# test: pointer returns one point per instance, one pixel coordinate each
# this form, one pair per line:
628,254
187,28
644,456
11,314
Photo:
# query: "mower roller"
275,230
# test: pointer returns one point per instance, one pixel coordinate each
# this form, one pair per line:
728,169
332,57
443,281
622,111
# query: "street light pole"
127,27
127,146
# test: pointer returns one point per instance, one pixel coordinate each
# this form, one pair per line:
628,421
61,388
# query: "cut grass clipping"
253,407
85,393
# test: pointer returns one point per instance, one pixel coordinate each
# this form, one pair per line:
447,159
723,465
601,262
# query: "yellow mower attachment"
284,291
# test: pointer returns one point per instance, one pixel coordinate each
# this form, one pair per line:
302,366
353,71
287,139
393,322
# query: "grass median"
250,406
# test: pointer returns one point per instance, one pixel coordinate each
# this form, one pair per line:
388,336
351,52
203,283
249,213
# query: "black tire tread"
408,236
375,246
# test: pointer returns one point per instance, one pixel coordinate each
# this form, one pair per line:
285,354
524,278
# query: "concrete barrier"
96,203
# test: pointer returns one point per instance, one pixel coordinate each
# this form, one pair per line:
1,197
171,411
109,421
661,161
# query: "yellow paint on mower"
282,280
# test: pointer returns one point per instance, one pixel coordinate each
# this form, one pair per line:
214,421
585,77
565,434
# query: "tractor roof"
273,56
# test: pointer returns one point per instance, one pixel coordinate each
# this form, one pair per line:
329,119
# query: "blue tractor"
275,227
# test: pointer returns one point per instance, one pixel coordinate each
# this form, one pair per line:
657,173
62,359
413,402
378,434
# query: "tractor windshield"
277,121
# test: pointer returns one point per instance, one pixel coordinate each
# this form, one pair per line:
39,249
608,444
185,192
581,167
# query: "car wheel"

________________

TASK PROMPT: All of the listing above should be restated word for word.

EXPECTED OUTPUT:
# test: pointer returns one point per instance, one pixel coordinate each
# this form, one pair per line:
628,254
187,28
644,456
11,314
Photo:
# query: "mower roller"
275,230
# test: pointer returns one point per instance, one pixel coordinate each
# this form, one pair per line:
728,169
332,57
443,281
622,111
# query: "street light pole"
127,27
127,146
# test: pointer returns one point per instance, one pixel coordinate each
# this form, one pair per line:
628,421
61,388
# query: "cut grass clipping"
253,407
85,393
# test: pointer returns one point per instance, one pixel coordinate each
# this form, one pair per line:
447,159
723,465
601,262
# query: "yellow mower attachment"
284,291
# test: pointer returns one point per instance, one pixel coordinate each
# this form, one pair per line:
302,366
353,71
287,139
393,322
# query: "grass median"
250,406
# test: pointer returns one point per instance, one pixel coordinate each
# this form, one pair per line:
388,336
351,52
203,283
249,213
# query: "black tire tread"
408,236
375,246
# test: pointer returns one point per instance, one pixel coordinate each
# this form, one pair per line:
285,354
524,278
# query: "concrete barrier"
96,203
# test: pointer returns one point per instance, one pixel coordinate each
# this form, one pair per line:
1,197
171,411
109,421
661,161
# query: "yellow paint on mower"
282,280
# test: pointer returns one point per instance, one pixel coordinate each
# this form, one pair per line:
214,421
585,77
565,434
# query: "tractor roof"
273,56
# test: pointer returns one point per instance, one pixel coordinate each
# this form, one pair per line:
329,119
# query: "blue tractor"
275,227
# test: pointer returns one point per instance, one pixel coordinate each
# this form, one pair per line:
657,173
62,359
413,402
378,434
# query: "tractor windshield"
277,121
# test: pointer returns one point per instance, one pixel coordinate each
# this form, one pair per line:
39,249
608,444
185,192
581,167
# query: "car wheel"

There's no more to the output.